> WHAT IS ASKED
Reproduce verbatim the stretch of the items below from the line containing "outline --target=black cleat" through the line containing "Mark the region of every instance of the black", including both of those lines.

# start of DATASET CONTENT

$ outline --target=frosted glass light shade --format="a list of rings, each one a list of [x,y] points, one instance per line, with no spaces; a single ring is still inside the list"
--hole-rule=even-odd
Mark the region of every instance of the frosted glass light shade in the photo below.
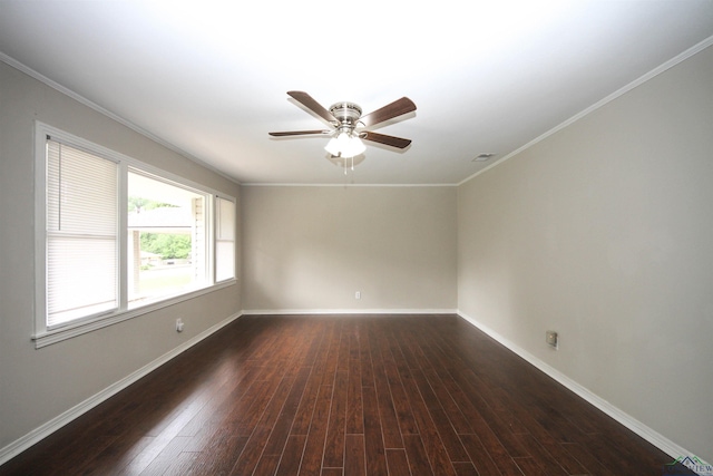
[[[334,156],[353,157],[363,154],[363,152],[367,150],[367,146],[364,146],[359,137],[341,133],[339,136],[330,139],[324,149]]]

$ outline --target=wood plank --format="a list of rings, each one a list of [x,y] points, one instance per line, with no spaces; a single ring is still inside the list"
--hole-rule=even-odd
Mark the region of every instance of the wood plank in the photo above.
[[[670,462],[457,315],[244,315],[0,476],[612,476]]]

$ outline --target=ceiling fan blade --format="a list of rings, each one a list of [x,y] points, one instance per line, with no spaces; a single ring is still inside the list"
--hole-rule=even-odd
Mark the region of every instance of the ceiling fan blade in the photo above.
[[[362,116],[359,120],[363,123],[365,127],[370,127],[414,110],[416,105],[413,101],[408,97],[402,97],[401,99],[397,99],[373,113]]]
[[[297,103],[305,106],[307,109],[320,116],[322,119],[328,123],[336,123],[336,117],[332,115],[329,110],[326,110],[320,103],[314,100],[312,96],[303,91],[287,91],[287,96],[295,99]]]
[[[284,133],[267,133],[273,137],[286,137],[286,136],[307,136],[314,134],[332,134],[331,130],[291,130]]]
[[[407,148],[411,144],[411,139],[403,139],[401,137],[387,136],[385,134],[365,132],[361,133],[361,138],[364,140],[371,140],[379,144],[390,145],[397,148]]]

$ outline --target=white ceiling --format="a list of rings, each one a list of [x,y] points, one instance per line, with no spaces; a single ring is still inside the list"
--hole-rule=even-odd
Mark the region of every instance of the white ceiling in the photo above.
[[[0,0],[0,59],[248,184],[458,184],[712,36],[712,0]],[[289,90],[408,96],[413,143],[345,176],[267,135],[324,127]]]

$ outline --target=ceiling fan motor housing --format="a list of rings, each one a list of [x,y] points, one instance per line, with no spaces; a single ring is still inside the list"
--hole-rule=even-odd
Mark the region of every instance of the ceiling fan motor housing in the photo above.
[[[330,107],[330,113],[332,113],[341,125],[349,125],[353,128],[361,117],[361,107],[354,103],[336,103]]]

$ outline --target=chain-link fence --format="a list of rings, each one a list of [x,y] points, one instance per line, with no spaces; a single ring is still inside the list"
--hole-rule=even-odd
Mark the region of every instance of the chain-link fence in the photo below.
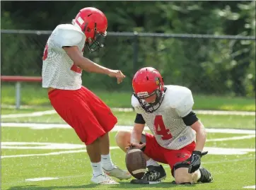
[[[1,30],[1,75],[40,76],[42,57],[51,31]],[[91,89],[132,90],[137,69],[153,66],[165,84],[197,93],[253,97],[255,37],[136,32],[108,32],[105,47],[85,57],[122,70],[122,85],[105,76],[83,73]]]

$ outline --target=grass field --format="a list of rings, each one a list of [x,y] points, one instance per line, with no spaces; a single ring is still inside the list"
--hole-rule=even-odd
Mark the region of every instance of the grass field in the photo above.
[[[30,113],[45,108],[15,110],[2,109],[2,117],[8,114]],[[119,125],[133,124],[134,113],[115,112]],[[212,184],[193,186],[171,184],[173,180],[168,165],[168,177],[162,183],[150,186],[133,185],[129,180],[120,185],[98,186],[91,184],[91,169],[85,146],[66,126],[56,128],[50,124],[64,124],[56,114],[28,117],[2,118],[1,189],[5,190],[62,189],[248,189],[255,185],[255,119],[254,116],[199,115],[207,130],[202,165],[212,173]],[[16,122],[8,126],[6,122]],[[23,125],[19,125],[23,122]],[[4,124],[5,123],[5,124]],[[40,123],[40,127],[36,124]],[[42,123],[44,123],[42,124]],[[26,126],[27,125],[27,126]],[[122,127],[122,126],[119,126]],[[223,131],[218,129],[243,129],[248,131]],[[125,168],[124,154],[116,147],[110,133],[112,158]],[[125,129],[130,129],[126,126]],[[219,131],[216,131],[219,130]],[[51,177],[51,180],[42,178]],[[37,181],[42,180],[42,181]]]
[[[17,111],[11,109],[2,109],[1,114],[29,113],[39,109],[21,109]],[[132,125],[134,124],[135,113],[113,112],[118,119],[119,125]],[[204,124],[209,128],[231,128],[242,129],[253,129],[255,127],[255,117],[250,115],[211,115],[197,114]],[[38,117],[23,117],[1,118],[2,122],[21,122],[21,123],[50,123],[65,124],[65,121],[57,114],[42,115]]]
[[[35,112],[52,110],[45,90],[40,86],[25,85],[21,92],[23,105],[32,107],[19,110],[2,107],[1,110],[1,189],[229,190],[250,189],[245,186],[253,189],[256,184],[254,115],[197,114],[209,131],[205,147],[209,154],[202,161],[212,173],[214,183],[171,184],[173,178],[170,168],[164,165],[168,177],[158,184],[133,185],[129,180],[117,180],[120,185],[99,186],[91,184],[89,158],[85,146],[74,130],[54,112],[33,115]],[[94,92],[110,107],[131,107],[130,93]],[[255,111],[254,99],[199,95],[194,95],[194,109]],[[2,86],[1,105],[15,105],[13,85]],[[135,114],[117,111],[114,114],[118,119],[118,126],[110,133],[111,154],[114,162],[124,169],[124,154],[116,146],[115,135],[121,128],[132,129]]]
[[[110,107],[131,107],[131,92],[93,90]],[[219,97],[194,94],[194,109],[255,111],[254,98]],[[50,106],[47,93],[40,85],[22,84],[22,105]],[[1,86],[1,104],[15,105],[15,86]]]
[[[98,186],[90,183],[89,159],[73,129],[4,126],[1,129],[1,189],[244,189],[243,186],[255,184],[255,131],[251,131],[254,137],[245,139],[243,137],[250,134],[235,131],[208,133],[205,150],[209,153],[202,158],[202,165],[211,172],[214,178],[212,184],[192,186],[170,184],[173,178],[168,166],[164,165],[168,177],[161,184],[139,186],[124,180],[118,181],[120,185]],[[115,143],[115,133],[110,133],[112,160],[125,168],[124,154]],[[231,137],[242,139],[228,140]],[[42,177],[54,179],[28,181]]]

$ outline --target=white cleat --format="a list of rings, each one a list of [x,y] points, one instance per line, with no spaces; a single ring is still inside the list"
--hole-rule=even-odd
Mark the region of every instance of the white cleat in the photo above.
[[[128,179],[132,177],[130,173],[129,173],[127,171],[120,169],[117,166],[115,166],[114,169],[112,170],[106,170],[104,168],[103,169],[104,172],[107,175],[115,177],[119,179]]]
[[[91,181],[95,184],[104,184],[104,185],[113,185],[113,184],[119,184],[118,182],[115,182],[110,177],[105,174],[103,174],[101,175],[98,175],[97,177],[93,177]]]

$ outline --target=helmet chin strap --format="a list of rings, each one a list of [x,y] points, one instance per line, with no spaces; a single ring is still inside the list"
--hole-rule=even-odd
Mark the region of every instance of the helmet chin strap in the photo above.
[[[165,92],[166,91],[166,88],[164,88],[163,92],[162,92],[161,90],[158,90],[158,92],[156,91],[156,93],[158,94],[158,94],[157,95],[154,102],[152,103],[147,103],[144,100],[142,100],[136,97],[141,107],[145,110],[146,112],[149,114],[153,113],[160,107],[165,96]],[[157,105],[158,107],[155,107]]]

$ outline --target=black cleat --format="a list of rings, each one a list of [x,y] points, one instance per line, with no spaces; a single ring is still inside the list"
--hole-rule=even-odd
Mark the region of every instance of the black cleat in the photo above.
[[[199,171],[201,173],[201,177],[198,179],[198,182],[202,183],[211,183],[214,180],[211,173],[204,167],[199,167]]]
[[[166,173],[162,165],[147,167],[148,171],[144,177],[140,179],[132,179],[131,184],[152,184],[161,182],[161,180],[165,179]]]

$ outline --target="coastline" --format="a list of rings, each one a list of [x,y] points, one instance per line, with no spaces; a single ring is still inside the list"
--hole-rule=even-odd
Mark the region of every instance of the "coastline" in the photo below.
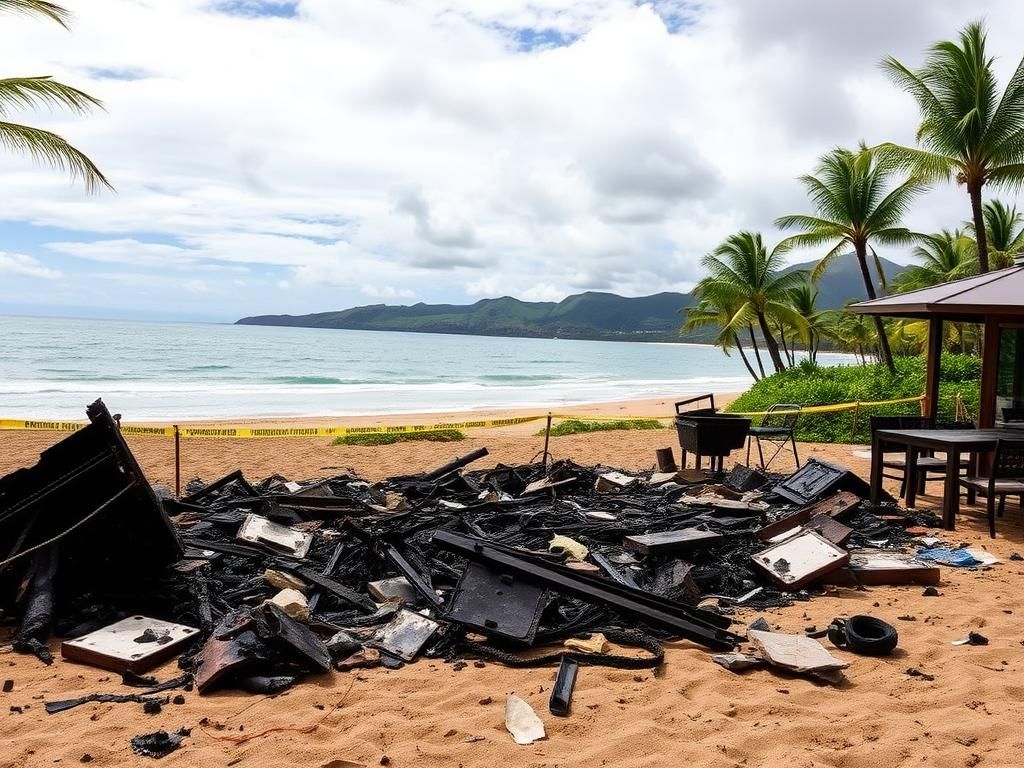
[[[715,392],[714,396],[715,404],[718,408],[724,408],[738,397],[739,393]],[[680,397],[685,398],[686,395],[680,395]],[[412,411],[408,413],[367,414],[362,416],[251,416],[237,419],[158,419],[136,421],[131,419],[130,415],[125,415],[123,423],[125,425],[139,427],[170,427],[178,424],[179,426],[195,425],[202,427],[247,426],[285,428],[311,426],[397,426],[403,424],[429,425],[490,419],[517,419],[528,416],[544,417],[548,413],[580,418],[590,416],[600,419],[668,418],[675,414],[675,398],[672,397],[646,397],[638,399],[577,403],[573,406],[539,406],[499,409],[482,408],[435,412]],[[41,419],[40,421],[81,421],[84,423],[85,420]],[[528,422],[526,424],[496,427],[495,429],[512,430],[523,426],[531,427],[532,425],[534,422]],[[534,428],[534,431],[536,431],[536,427]],[[0,430],[0,432],[2,432],[2,430]]]

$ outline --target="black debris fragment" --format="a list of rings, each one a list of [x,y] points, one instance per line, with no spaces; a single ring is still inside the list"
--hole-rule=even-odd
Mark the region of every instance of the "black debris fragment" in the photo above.
[[[166,758],[181,746],[185,737],[191,734],[190,728],[182,728],[174,733],[154,731],[140,736],[132,736],[131,750],[144,758]]]

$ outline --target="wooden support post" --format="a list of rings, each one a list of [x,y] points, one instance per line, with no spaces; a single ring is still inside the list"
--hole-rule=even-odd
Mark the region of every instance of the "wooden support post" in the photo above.
[[[174,425],[174,498],[181,498],[181,432]]]
[[[981,401],[978,409],[978,427],[995,426],[995,390],[999,369],[999,324],[985,319],[985,348],[981,355]]]
[[[942,318],[932,315],[928,322],[928,371],[925,378],[925,416],[939,414],[939,373],[942,366]]]

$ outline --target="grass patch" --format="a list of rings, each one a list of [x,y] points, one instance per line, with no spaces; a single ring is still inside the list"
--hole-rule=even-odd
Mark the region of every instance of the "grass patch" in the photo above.
[[[614,421],[585,421],[583,419],[566,419],[551,428],[552,437],[562,437],[567,434],[583,434],[585,432],[611,432],[616,429],[665,429],[666,425],[657,419],[616,419]],[[539,435],[544,434],[542,429]]]
[[[840,402],[890,400],[914,397],[925,390],[925,358],[897,357],[896,373],[885,366],[819,367],[801,364],[757,382],[726,411],[767,411],[777,402],[831,406]],[[978,418],[981,360],[963,354],[942,355],[939,380],[939,421],[953,421],[959,393],[968,412]],[[853,412],[807,414],[797,423],[797,439],[812,442],[869,442],[871,416],[911,416],[921,413],[916,402],[863,408],[854,429]],[[760,424],[761,417],[754,417]]]
[[[396,442],[456,442],[465,440],[466,435],[458,429],[438,429],[433,432],[368,432],[346,434],[335,437],[332,445],[393,445]]]

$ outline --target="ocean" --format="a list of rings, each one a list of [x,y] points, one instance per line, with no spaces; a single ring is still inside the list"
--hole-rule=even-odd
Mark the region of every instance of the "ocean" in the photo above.
[[[96,397],[139,422],[548,409],[750,384],[736,354],[692,344],[0,316],[6,419],[82,419]]]

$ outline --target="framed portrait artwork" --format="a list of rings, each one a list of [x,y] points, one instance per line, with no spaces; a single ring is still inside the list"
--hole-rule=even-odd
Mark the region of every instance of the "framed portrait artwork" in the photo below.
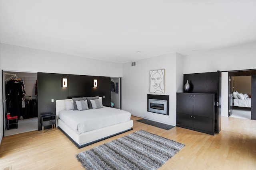
[[[164,93],[165,80],[164,69],[149,72],[150,93]]]

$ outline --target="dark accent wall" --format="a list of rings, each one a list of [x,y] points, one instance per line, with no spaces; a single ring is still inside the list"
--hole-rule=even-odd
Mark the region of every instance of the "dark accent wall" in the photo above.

# end of DATASET CONTENT

> THE SOLUTION
$ outline --target=black cleat --format="a list of rings, each one a list of [x,y] points, one instance per line, with no spaces; a single ring is still inside the list"
--hole-rule=even-odd
Mark the region of every instance of the black cleat in the photo above.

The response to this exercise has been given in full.